» JOB
In the biography below, what is the title of Tatamkhulu Afrika's first novel?

» STUDY TEXT
▬▬▬
Tatamkhulu Afrika was a South African writer, poet, novelist, anti-apartheid activist, and bookkeeper. He also worked variously as a bartender, drummer in a band, shop assistant and laborer in copper mines.
Background
Ethnicity:
Tatamkhulu Afrika was born as Mohamed Fu'ad Nasif to an Arab father and a Turkish mother.
Ismail "Tatamkhulu Afrika" Joubert was born in Sallum in Egypt as Mohamed Fu'ad Nasif to an Arab father and a Turkish mother on 7 December 1920. His parents relocated to South Africa in 1923 where they died from Asian flu leaving him orphaned at the age of two. He was then taken care of by friends and family before being given to a Methodist couple who renamed him, John Carlton. In 1964, he changed his name to Ismail after conversion to Islam.
Education
Afrika's foster mother taught him at home until high school, that he left in 1938. Later, Ismail attended military college near Pretoria, South Africa.
Career
At the age of seventeen, Afrika dropped out of school to write his first novel, Broken Earth, a 300-page "tour de force of juvenile conceit," as he later called it in an interview for Books. The novel, an English romance written in three months, is set in the bushland of southern Africa's Northern Transvaal, a region he loved. Soon after Broken Earth was published, Afrika joined the South African military and went to Egypt during World War II. He was captured by the Nazis and held in prisoner-of-war camps in Italy and Germany for three years. While in the camps, he wrote a second novel, using a Red Cross pencil and paper. His sleeping bunk provided the only private space he had in which to write. Near the end of the war, however, as the prisoners were being moved to another location, Nazi guards found the nearly completed manuscript hidden in his clothing and ripped it to pieces in front of him.
▬▬▬
» Collected data
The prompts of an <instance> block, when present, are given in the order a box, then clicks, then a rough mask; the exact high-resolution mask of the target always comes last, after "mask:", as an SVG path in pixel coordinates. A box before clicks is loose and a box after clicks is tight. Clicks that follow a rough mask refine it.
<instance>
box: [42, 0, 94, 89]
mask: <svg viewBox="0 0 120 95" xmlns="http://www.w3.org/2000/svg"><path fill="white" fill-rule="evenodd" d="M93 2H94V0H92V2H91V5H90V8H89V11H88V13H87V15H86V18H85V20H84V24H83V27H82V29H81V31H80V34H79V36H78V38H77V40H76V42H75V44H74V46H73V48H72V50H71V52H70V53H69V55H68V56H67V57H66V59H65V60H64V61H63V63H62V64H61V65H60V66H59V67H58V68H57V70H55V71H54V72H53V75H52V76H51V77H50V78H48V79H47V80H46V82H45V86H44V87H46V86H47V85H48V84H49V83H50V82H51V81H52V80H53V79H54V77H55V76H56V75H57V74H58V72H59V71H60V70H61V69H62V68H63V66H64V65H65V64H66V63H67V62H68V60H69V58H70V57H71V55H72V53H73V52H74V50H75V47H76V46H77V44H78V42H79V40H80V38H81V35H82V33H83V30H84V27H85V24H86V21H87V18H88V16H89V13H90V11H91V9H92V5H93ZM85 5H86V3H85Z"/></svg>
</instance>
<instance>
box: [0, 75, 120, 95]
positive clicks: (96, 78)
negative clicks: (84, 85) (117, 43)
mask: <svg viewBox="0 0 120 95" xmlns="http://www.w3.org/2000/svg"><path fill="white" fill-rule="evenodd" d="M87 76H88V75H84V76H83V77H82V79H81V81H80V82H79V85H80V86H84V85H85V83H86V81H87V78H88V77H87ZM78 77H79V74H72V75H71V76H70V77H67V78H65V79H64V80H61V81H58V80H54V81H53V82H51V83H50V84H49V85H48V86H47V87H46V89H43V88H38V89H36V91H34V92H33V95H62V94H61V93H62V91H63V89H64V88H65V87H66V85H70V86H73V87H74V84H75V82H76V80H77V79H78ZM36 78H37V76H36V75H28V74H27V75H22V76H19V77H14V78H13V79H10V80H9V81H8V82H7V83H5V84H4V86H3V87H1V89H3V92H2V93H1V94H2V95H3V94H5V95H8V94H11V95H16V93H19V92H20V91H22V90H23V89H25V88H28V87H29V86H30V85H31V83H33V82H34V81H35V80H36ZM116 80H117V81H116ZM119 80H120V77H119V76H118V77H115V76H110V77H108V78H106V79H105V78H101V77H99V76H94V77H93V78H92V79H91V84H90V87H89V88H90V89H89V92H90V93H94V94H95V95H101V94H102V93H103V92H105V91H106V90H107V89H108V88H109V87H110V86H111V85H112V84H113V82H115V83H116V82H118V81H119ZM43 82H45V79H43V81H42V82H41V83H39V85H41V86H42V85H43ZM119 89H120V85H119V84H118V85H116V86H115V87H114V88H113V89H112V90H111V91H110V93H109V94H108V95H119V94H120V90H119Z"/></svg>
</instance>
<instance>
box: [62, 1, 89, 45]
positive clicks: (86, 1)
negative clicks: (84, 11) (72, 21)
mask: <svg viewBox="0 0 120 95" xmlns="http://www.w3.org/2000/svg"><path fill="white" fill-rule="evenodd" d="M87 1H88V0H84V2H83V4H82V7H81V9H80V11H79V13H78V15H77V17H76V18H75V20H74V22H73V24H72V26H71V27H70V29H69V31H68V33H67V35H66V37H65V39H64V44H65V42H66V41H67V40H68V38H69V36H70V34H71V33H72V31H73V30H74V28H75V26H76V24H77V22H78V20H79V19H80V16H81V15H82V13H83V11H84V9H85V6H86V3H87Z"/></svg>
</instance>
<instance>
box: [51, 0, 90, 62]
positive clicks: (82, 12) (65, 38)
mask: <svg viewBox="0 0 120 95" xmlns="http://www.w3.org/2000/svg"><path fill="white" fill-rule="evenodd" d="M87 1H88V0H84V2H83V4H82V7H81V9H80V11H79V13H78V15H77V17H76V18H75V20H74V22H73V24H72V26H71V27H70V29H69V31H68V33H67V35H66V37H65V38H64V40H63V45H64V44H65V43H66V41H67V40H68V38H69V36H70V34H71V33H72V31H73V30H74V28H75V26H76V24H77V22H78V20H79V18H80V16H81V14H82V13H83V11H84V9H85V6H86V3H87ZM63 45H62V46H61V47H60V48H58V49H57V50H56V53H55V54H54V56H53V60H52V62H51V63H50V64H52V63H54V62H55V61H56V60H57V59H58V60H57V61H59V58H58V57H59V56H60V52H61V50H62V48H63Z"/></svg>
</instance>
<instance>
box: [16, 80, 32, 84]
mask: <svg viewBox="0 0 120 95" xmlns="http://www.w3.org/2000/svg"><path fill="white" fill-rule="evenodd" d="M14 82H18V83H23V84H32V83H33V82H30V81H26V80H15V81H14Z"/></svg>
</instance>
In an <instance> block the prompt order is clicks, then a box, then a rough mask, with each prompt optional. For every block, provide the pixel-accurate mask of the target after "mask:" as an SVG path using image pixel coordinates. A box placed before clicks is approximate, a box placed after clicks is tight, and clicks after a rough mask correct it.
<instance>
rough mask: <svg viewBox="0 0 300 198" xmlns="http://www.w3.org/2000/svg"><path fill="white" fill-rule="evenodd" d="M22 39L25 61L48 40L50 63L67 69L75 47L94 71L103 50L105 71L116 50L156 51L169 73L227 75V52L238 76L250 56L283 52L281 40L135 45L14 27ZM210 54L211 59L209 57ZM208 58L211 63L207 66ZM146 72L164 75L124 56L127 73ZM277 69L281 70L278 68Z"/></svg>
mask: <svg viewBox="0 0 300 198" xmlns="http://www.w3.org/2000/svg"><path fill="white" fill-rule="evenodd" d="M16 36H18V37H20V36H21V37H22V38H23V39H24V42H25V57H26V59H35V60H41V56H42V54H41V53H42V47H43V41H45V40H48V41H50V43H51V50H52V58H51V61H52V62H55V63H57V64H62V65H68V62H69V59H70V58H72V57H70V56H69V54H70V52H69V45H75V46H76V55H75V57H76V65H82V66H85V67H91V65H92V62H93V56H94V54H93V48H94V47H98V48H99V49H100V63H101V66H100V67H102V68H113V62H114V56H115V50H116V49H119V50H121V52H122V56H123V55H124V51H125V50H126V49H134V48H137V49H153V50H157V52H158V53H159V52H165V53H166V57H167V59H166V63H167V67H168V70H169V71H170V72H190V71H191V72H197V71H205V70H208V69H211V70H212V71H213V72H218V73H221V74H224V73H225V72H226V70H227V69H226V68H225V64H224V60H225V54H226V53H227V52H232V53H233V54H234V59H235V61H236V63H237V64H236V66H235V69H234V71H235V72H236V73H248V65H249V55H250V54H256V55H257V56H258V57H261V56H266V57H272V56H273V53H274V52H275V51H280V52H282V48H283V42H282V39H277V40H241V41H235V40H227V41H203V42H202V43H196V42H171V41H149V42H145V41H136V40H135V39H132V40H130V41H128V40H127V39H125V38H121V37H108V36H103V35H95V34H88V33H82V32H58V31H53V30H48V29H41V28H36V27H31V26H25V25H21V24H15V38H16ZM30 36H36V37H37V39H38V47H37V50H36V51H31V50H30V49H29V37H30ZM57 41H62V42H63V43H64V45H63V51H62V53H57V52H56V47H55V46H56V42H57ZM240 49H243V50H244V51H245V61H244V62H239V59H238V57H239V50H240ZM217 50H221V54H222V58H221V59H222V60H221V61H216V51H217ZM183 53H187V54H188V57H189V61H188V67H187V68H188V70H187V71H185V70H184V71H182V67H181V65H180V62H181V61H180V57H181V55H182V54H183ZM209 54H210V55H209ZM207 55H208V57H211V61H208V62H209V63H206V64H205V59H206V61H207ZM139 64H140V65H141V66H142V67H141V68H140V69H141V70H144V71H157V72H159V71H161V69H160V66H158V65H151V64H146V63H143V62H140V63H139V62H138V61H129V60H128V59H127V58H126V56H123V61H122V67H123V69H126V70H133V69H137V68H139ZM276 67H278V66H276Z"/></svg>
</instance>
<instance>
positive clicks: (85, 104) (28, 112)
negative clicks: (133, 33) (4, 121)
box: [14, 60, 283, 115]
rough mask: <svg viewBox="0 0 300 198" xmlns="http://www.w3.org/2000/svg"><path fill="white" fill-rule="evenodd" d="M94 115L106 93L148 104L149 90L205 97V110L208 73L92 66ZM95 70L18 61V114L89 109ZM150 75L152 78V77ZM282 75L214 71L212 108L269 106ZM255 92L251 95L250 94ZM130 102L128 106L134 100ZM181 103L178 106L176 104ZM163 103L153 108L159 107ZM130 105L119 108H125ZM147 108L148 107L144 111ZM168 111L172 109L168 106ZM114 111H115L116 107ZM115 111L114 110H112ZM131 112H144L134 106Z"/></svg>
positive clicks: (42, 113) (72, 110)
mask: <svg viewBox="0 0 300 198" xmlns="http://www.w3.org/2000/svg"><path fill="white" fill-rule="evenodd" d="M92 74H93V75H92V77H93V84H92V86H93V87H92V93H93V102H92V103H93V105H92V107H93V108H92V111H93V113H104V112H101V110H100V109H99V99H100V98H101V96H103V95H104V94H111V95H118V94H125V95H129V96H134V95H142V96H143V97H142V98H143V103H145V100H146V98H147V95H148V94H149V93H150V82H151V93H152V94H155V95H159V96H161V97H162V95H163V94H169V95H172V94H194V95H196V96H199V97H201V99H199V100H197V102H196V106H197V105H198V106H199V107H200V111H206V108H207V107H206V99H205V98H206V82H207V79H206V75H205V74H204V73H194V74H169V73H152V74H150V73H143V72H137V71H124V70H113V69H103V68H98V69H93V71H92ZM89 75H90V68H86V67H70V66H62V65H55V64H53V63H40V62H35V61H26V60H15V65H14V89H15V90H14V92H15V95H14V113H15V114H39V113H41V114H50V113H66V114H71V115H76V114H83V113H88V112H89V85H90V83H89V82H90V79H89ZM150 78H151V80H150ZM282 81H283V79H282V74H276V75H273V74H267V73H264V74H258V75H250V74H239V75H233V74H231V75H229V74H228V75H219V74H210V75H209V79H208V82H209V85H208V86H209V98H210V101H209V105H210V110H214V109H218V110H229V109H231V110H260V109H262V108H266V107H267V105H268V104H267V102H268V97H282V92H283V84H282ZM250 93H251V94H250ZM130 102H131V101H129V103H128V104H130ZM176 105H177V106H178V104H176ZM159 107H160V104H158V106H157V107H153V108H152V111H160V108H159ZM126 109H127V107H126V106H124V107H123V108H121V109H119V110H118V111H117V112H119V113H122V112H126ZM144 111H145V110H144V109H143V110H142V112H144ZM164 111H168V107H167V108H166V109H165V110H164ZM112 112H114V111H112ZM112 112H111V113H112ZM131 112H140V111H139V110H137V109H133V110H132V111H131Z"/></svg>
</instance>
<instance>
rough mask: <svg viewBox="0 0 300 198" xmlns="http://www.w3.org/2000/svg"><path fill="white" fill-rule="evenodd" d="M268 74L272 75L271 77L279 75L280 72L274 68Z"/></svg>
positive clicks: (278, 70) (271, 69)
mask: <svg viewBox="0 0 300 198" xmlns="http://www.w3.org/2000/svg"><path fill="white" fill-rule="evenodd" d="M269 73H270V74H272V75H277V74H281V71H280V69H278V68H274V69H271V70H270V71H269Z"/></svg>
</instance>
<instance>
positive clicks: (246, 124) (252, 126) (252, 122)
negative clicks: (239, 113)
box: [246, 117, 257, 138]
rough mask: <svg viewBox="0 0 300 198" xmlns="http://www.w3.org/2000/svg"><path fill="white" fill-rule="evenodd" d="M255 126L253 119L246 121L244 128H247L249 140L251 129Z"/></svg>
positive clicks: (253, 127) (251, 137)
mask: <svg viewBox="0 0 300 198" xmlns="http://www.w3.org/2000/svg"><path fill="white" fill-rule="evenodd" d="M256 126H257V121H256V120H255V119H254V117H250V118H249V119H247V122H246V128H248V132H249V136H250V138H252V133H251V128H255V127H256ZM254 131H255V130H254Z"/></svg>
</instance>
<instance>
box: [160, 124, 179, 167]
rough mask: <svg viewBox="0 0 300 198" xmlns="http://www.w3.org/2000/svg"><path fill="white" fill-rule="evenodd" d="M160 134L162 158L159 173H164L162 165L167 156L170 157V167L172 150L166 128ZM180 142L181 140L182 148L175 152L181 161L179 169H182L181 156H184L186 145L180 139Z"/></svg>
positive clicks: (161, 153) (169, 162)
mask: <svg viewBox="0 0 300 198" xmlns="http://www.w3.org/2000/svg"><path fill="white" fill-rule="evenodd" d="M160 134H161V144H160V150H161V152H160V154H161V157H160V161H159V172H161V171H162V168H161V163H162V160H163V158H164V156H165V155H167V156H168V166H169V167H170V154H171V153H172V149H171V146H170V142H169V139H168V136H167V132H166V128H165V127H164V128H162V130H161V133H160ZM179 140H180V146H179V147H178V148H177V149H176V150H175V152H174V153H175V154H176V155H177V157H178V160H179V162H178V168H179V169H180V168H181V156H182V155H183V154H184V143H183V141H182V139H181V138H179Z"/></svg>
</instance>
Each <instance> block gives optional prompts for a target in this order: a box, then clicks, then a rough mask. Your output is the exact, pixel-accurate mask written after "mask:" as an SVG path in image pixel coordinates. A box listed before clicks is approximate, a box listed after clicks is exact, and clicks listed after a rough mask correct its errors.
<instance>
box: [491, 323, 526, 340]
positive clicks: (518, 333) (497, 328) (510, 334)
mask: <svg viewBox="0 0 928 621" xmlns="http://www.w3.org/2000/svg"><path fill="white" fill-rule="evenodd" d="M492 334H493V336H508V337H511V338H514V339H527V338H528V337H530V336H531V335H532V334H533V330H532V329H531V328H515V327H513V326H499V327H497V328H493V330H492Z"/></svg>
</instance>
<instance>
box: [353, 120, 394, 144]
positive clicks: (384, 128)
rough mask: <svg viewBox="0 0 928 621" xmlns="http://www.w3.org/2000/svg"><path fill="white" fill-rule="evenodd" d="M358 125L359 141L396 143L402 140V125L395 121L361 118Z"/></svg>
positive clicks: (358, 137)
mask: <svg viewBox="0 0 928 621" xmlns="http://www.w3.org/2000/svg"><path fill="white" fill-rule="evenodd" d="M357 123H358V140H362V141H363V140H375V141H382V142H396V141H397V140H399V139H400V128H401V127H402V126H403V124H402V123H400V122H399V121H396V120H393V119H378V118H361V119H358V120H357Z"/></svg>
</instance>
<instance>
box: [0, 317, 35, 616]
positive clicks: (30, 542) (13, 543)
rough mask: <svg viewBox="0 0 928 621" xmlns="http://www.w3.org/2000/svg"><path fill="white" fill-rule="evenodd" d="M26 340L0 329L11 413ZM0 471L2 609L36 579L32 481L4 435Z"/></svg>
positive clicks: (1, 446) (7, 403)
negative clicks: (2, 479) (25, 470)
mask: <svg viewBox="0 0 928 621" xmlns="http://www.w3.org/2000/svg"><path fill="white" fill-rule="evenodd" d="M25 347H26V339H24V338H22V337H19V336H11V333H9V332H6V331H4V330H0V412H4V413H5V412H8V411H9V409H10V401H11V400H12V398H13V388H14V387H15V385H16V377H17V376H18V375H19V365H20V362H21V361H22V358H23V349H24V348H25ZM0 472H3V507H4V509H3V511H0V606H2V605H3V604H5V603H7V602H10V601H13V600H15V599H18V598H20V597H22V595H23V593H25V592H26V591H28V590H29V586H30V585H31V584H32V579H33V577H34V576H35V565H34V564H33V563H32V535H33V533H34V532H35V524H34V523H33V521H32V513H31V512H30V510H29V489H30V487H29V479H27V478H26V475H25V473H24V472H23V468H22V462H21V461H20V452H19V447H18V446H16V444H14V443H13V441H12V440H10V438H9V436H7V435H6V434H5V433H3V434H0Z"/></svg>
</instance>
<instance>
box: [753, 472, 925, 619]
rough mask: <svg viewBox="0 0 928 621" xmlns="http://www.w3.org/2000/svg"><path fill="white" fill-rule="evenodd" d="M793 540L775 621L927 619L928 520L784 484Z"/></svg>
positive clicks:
▬▬▬
» RESPONSE
Broken Earth